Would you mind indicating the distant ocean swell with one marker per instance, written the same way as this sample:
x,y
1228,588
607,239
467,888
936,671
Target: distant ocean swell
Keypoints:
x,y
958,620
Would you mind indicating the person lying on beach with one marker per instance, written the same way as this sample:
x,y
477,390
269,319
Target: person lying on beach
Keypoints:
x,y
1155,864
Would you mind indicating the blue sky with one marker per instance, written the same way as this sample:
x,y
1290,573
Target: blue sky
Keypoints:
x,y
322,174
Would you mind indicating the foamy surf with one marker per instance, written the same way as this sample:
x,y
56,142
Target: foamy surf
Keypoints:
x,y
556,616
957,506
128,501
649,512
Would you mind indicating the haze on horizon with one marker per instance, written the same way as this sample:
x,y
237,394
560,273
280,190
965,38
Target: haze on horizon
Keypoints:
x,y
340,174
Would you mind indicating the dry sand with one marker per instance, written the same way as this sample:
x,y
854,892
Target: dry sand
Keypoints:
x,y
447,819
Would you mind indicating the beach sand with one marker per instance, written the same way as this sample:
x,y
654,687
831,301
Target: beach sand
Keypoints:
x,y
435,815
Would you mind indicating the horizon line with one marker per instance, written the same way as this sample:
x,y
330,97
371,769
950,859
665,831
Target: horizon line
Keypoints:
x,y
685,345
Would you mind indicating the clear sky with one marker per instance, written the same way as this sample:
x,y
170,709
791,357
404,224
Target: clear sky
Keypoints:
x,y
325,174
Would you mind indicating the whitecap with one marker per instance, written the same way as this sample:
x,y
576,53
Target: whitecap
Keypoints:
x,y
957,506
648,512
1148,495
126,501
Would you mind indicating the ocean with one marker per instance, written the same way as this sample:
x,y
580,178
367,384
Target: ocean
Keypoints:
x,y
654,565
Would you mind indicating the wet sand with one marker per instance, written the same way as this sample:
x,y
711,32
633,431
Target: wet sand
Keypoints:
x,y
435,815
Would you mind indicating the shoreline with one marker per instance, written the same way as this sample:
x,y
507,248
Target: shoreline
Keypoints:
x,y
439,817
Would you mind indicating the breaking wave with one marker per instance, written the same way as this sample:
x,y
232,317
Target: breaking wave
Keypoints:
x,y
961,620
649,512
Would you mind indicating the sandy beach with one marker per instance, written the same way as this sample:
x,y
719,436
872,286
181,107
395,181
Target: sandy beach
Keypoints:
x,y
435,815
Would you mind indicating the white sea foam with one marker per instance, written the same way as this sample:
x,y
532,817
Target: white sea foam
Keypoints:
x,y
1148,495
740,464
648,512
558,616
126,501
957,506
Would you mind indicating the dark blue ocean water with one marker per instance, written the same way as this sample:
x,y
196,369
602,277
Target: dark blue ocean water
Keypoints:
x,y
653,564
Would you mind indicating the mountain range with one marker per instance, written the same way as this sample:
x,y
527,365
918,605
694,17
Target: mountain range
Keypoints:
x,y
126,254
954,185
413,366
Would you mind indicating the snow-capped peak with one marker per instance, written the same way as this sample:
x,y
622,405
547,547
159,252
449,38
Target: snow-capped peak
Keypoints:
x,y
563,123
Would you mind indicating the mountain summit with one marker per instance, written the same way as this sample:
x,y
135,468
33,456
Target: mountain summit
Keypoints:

---------------

§ **The task**
Please reproduce each line exactly as written.

§ **Worked solution**
Would you mind indicating the distant ocean swell with one marker per instance, written the same way as this sample:
x,y
1228,588
607,239
467,888
936,671
Target: distant ocean swell
Keypoints:
x,y
958,620
Would you mind indicating the person lying on beach with one marker per instance, written the same way as this sample:
x,y
477,390
269,319
Target: person lying on beach
Keypoints:
x,y
1155,864
Would you mind indicating the blue sky with one marker per instance, written the same way as this sample:
x,y
1290,573
Target: blue sky
Keypoints:
x,y
322,174
Would you mind indicating the foamy surf with one marker per instance, written the same way as this sample:
x,y
56,142
Target: foamy surf
Keypoints:
x,y
556,616
957,506
128,501
649,512
Would you mind indicating the haze on horizon with one marker per instance, written the same way as this sample:
x,y
237,394
560,273
280,190
965,38
Target: haze on horizon
Keypoints:
x,y
340,174
Would you mind indicating the dry sand with one marker per instance, written the same way as this sample:
x,y
854,892
Target: dry sand
Keypoints:
x,y
447,819
Would you mind indicating the beach sand with one marker per instance, written the same way as this sample:
x,y
654,687
831,301
Target: beach sand
Keypoints:
x,y
435,815
Would you mind indicating the horizon line with one marker per instance, written the same way as this sample:
x,y
330,97
371,769
950,859
665,831
Target: horizon line
Keypoints:
x,y
685,345
Would you mind indicating the clear sky with one marker per instance, written the same way as this sample:
x,y
170,709
791,357
404,224
Target: clear sky
Keypoints:
x,y
325,174
Would you mind indicating the whitecap with one marker per instance, written the same way as this sample:
x,y
576,53
Target: whitecap
Keypoints:
x,y
957,506
648,512
1148,495
126,501
Would you mind indicating the ocean with one marker per instance, written the same way as this sample:
x,y
580,178
367,384
Target: ocean
Keypoints:
x,y
654,565
Would you mind indicating the wet sand with one marker per instance, written the same way as this sample:
x,y
711,32
633,431
Target: wet sand
Keypoints:
x,y
435,815
Would you mind indicating the shoreline with one marker per instance, written the same way as this sample:
x,y
507,248
Target: shoreline
Keypoints:
x,y
439,817
Would you mind indicating the breaking wave with one marker per instance, written the same way as this sample:
x,y
232,317
Target: breaking wave
Keypoints:
x,y
961,620
649,512
Would you mind indicating the sandy beach with one marker per instance, written the same way as this sample:
x,y
719,436
872,286
181,107
395,181
Target: sandy beach
Keypoints:
x,y
435,815
Would you mind indicating the white sea foam with one marker per instance, written the same way as this sample:
x,y
532,817
Target: white sea foam
Keypoints:
x,y
1148,495
740,464
648,512
558,616
126,501
957,506
Would you mind indicating the dark blue ocean water with one marker per instance, written the same way as this sample:
x,y
196,369
602,277
Target: dark blue ocean water
Keypoints:
x,y
653,564
Would you mind indicating the mountain range with one marker per instance, written the same way as this sample:
x,y
527,365
918,605
694,17
Target: mountain range
Keypoints:
x,y
126,254
954,185
413,366
Would you mind indicating the snow-capped peak with one marker per instance, written the same way as this sample:
x,y
622,405
547,547
159,252
449,38
Target: snow-capped peak
Keypoints:
x,y
563,123
Would you mind indicating the mountain summit with one marker per instance, written the same way as this sample:
x,y
135,468
33,456
Target: mountain summit
Keypoints:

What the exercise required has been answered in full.